— BRIEF —
In the data that follows, every line containing the word "before" should be returned.
[SUPPLIED RECORDS]
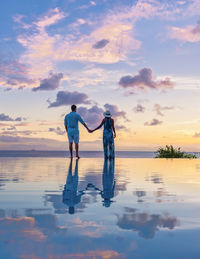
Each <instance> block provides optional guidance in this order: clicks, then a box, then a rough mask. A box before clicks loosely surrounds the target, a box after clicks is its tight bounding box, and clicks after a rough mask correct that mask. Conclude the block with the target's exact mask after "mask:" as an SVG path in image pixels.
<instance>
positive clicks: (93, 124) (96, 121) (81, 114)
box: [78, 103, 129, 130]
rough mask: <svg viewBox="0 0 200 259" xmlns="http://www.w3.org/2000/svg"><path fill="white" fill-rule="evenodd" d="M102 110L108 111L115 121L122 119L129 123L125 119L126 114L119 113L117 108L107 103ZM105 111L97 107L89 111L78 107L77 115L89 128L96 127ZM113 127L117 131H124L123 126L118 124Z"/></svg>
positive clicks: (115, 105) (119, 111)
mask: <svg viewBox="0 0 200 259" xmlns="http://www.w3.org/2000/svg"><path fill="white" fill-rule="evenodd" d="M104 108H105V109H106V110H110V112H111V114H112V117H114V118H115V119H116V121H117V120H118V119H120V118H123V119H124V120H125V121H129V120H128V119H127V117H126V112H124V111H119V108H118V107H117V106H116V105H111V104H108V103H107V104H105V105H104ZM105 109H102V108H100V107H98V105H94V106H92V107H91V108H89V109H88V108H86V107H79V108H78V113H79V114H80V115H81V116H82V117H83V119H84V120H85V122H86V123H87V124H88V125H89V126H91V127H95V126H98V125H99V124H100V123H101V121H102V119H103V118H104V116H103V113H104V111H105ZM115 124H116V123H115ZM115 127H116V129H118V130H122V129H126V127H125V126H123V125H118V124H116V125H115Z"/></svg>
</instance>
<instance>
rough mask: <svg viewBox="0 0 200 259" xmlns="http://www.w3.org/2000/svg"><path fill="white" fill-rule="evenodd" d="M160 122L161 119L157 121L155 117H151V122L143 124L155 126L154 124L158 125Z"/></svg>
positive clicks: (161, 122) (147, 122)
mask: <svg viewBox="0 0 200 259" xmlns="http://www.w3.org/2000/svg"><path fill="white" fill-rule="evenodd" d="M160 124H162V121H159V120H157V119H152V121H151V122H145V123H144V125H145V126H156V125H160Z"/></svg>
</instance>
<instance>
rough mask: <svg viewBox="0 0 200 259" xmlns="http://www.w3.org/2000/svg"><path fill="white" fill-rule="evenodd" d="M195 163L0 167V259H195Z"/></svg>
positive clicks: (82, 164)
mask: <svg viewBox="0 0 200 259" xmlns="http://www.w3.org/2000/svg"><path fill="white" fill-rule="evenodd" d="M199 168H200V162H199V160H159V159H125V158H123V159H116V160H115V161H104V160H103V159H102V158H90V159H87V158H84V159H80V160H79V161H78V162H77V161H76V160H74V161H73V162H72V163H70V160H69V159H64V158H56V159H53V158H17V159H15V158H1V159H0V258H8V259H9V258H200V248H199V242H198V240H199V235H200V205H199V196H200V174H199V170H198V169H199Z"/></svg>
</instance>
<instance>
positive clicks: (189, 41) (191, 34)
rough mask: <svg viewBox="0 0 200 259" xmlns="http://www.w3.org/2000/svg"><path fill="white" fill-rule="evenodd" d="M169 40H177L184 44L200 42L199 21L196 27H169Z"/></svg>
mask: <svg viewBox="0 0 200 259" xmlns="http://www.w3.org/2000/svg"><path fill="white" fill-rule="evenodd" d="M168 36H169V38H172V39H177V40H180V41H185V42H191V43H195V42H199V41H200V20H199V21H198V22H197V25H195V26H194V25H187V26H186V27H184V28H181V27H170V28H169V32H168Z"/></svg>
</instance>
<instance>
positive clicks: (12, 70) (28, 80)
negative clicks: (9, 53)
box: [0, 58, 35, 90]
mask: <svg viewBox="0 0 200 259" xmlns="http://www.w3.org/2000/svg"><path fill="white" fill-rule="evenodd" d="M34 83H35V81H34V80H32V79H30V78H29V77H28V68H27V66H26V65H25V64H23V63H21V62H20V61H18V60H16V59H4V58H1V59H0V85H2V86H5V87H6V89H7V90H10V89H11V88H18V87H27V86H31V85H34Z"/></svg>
[/SUPPLIED RECORDS]
[SUPPLIED RECORDS]
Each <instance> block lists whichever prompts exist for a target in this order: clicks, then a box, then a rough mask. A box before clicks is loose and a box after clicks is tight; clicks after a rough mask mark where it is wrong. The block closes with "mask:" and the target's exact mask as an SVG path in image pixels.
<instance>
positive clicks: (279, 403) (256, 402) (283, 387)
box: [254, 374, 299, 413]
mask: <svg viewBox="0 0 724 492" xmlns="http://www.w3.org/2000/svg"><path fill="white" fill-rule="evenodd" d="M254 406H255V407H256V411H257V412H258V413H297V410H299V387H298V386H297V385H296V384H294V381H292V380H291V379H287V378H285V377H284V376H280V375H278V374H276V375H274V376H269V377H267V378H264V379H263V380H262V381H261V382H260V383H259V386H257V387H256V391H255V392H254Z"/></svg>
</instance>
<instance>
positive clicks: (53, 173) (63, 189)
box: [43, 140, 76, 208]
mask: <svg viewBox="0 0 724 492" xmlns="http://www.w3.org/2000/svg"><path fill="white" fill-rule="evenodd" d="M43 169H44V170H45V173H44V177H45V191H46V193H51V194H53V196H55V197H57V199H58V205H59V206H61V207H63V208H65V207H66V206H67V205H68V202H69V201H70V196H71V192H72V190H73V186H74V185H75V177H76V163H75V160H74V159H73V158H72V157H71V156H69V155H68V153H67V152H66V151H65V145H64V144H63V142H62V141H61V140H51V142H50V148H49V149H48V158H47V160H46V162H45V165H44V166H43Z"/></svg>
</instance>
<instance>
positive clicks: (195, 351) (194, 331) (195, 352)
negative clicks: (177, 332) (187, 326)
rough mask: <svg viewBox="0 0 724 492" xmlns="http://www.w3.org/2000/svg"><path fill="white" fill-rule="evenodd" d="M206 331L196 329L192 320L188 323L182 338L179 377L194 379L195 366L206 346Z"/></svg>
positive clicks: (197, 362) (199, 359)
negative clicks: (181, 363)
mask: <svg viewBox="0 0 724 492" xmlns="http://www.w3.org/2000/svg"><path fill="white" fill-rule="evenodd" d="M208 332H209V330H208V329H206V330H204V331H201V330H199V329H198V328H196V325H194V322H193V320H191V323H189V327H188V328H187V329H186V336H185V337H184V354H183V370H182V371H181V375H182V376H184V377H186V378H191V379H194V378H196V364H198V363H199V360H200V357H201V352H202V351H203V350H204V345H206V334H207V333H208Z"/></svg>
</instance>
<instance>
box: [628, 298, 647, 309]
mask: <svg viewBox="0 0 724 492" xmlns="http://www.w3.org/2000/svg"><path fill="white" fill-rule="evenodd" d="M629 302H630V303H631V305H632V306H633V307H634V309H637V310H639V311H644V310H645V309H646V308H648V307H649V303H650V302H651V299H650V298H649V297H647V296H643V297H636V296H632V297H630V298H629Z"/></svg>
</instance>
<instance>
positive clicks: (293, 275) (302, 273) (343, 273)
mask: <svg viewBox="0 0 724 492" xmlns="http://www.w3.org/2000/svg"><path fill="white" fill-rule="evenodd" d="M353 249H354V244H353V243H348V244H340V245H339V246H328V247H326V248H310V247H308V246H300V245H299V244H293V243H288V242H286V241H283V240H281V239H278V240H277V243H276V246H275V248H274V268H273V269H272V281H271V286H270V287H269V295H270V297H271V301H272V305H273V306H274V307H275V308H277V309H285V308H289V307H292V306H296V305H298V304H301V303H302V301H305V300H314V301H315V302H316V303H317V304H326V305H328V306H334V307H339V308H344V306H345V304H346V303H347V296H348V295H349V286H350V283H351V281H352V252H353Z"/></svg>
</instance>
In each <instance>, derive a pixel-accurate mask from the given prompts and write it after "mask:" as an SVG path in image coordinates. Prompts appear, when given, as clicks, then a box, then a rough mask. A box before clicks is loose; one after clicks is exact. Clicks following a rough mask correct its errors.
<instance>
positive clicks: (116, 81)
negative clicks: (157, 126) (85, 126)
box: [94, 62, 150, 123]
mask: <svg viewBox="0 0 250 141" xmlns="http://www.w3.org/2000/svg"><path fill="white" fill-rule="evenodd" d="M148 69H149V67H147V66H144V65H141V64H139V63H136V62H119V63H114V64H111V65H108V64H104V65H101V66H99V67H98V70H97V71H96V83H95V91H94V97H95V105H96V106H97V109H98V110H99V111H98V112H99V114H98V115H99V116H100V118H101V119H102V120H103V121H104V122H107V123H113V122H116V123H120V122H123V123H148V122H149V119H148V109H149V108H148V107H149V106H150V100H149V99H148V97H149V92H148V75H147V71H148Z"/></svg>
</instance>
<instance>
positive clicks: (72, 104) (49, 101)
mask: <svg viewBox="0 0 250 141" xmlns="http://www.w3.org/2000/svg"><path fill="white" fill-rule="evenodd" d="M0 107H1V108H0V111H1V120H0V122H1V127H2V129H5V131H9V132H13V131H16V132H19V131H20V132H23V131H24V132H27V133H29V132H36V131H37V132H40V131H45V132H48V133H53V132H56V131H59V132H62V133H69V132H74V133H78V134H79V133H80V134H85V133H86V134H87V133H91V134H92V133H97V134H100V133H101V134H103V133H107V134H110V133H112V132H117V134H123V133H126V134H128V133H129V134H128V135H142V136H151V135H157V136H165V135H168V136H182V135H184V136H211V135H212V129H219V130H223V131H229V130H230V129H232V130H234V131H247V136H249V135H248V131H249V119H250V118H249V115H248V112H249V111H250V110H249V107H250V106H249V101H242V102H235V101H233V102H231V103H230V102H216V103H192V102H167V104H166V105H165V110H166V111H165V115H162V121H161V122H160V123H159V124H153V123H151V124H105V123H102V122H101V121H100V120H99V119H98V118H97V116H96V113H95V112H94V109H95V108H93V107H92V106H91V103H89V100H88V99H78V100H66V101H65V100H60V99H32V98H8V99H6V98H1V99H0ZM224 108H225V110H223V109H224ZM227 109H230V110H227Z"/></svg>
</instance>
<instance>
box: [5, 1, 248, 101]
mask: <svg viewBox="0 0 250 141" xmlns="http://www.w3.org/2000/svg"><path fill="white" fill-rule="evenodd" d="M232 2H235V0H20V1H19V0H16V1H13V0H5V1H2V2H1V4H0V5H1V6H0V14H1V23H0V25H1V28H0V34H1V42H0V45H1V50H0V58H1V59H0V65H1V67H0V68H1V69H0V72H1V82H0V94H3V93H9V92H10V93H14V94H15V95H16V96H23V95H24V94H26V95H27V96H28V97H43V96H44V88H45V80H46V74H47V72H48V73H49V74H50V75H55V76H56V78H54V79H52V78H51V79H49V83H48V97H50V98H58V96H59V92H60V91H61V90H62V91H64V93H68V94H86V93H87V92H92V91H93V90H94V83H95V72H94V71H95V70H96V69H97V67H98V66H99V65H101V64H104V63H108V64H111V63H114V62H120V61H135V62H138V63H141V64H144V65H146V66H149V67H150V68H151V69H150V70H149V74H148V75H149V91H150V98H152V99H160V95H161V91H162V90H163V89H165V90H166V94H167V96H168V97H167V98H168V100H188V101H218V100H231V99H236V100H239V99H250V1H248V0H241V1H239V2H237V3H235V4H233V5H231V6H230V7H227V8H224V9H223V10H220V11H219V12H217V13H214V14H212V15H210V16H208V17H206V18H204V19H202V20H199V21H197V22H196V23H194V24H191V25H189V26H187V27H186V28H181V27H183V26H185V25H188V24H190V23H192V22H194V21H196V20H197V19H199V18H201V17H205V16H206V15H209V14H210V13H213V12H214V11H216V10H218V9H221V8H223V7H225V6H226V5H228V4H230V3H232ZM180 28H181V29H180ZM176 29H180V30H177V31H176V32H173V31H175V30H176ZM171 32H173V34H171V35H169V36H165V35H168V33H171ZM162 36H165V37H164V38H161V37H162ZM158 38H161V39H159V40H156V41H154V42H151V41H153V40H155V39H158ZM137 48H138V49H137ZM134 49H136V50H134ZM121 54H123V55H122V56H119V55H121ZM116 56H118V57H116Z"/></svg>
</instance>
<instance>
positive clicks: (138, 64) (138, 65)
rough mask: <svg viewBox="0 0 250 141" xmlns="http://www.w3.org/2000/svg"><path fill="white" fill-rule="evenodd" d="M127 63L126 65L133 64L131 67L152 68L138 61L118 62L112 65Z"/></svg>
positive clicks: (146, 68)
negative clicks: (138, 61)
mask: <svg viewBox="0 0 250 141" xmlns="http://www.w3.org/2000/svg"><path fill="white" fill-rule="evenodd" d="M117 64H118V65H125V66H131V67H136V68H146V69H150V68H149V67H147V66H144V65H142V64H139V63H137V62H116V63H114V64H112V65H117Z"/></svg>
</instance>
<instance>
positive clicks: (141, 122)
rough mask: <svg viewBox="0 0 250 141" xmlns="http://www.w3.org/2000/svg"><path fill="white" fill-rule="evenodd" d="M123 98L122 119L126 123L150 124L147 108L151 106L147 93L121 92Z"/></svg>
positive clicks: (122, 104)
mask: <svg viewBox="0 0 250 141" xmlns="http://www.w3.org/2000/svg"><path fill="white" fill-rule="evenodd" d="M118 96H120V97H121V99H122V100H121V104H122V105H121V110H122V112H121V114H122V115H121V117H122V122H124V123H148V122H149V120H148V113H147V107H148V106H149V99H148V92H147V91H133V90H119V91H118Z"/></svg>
[/SUPPLIED RECORDS]
— FINISHED EXERCISE —
Each <instance> block provides optional guidance in this order: clicks, then a box, then a rough mask. A box before clicks loosely surrounds the target, a box after clicks is its tight bounding box, and clicks after a rough mask correct that mask. Conclude the block with the target's exact mask after "mask:" as an SVG path in image pixels.
Each <instance> block lists whichever prompts exist for a target in this order: clicks, then a box, then a rough mask. A box before clicks is loose and a box after clicks is tight; clicks after a rough mask mark where it is wrong. The block closes with "mask:" and the target's exact mask as an SVG path in image pixels.
In each <instance>, derive a pixel-accurate mask from the given prompts and write it after "mask:" as an SVG path in image coordinates. Prompts appear, when given, as clicks, then a box, then a rough mask. A box before clicks is loose; one after clicks is exact. Clicks following a rough mask correct its errors.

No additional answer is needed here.